__RECORDS FOR THIS TASK__.
::::::::::
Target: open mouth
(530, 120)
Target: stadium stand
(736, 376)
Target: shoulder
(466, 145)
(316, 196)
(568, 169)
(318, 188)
::::::::::
__WORK INSTRUCTION__. Without altering a single word, transcribe the entries above.

__EXERCISE SOLUTION__.
Target: open mouth
(530, 120)
Target: stadium stand
(736, 376)
Target: shoulder
(466, 145)
(316, 196)
(568, 169)
(318, 188)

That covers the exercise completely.